AVAILABLE DATA →
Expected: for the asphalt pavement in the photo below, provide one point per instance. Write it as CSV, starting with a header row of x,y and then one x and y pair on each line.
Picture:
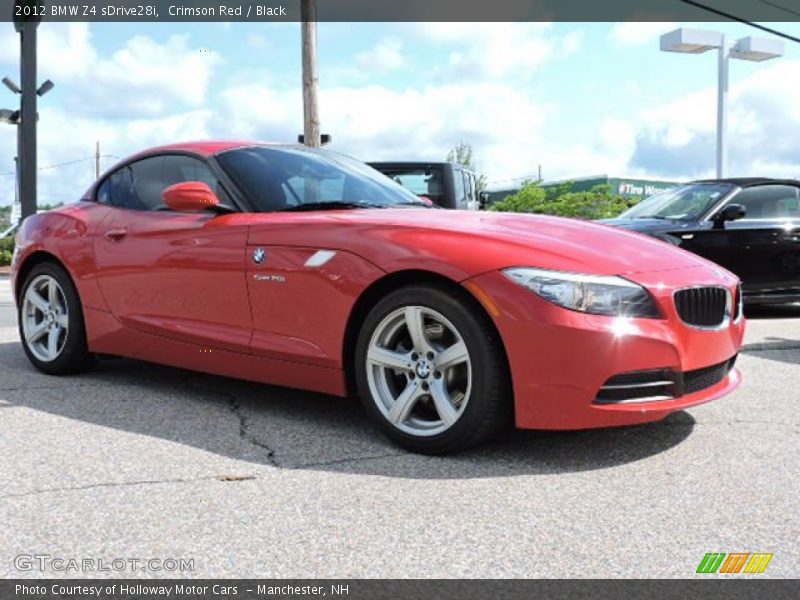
x,y
138,461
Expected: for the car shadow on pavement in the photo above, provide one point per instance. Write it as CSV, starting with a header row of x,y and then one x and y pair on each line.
x,y
779,349
290,429
774,311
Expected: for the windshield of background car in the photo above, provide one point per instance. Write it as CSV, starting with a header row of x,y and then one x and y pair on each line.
x,y
275,179
685,203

YOUR GOAL → Pictures are to be excluded; all other material must be transcribed exactly.

WRITTEN REPLY →
Expected: for the asphalt pavement in the photo below, provide one point per instance. Write it as CSV, starting with a header row of x,y and then one x and y pair on each line.
Picture:
x,y
138,461
Expected: for the car shadow on pavement in the photo above, provide one point per instance. Write it as CSV, starting with a header row of x,y and then one x and y pair on each line.
x,y
779,349
290,429
774,311
Expected: for the windshield of background car in the photo above, provide one point per instance. Write it as CSV, starting with a header row of x,y and then one x and y pair on each line.
x,y
275,179
685,203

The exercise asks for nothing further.